§ **What to do**
Can you copy out the data below word for word, leaving the pictures out of your answer?
start Input records
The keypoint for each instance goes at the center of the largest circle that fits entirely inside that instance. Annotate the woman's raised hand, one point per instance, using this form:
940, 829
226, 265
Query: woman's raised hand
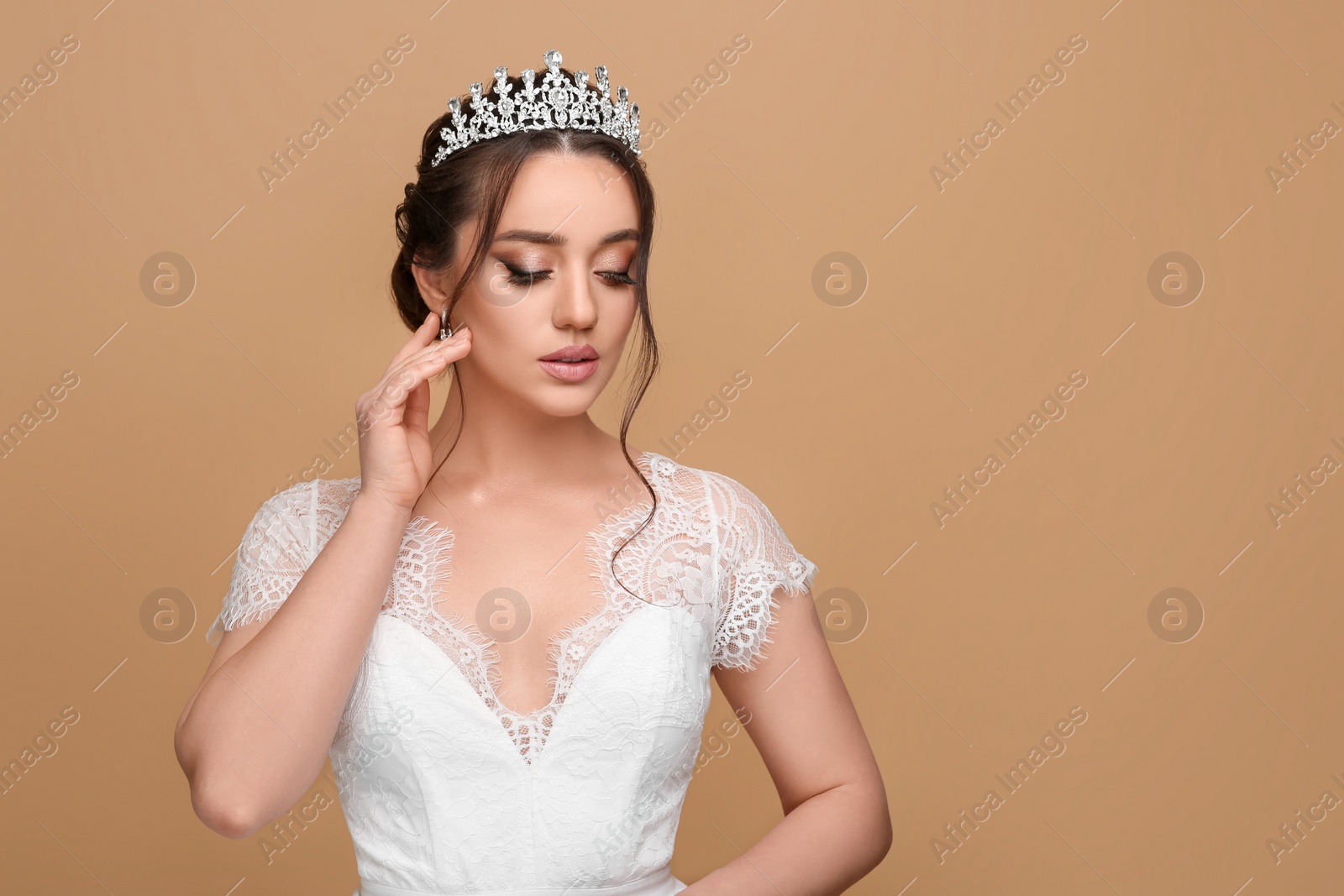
393, 418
end Input records
§ **Worked answer**
The keypoint for each instance goes at the center of the largest circle that fits entirely inside that instance. Annotate the woman's raised hand, one point per instance, using this form:
940, 829
226, 265
Query: woman's raised hand
393, 418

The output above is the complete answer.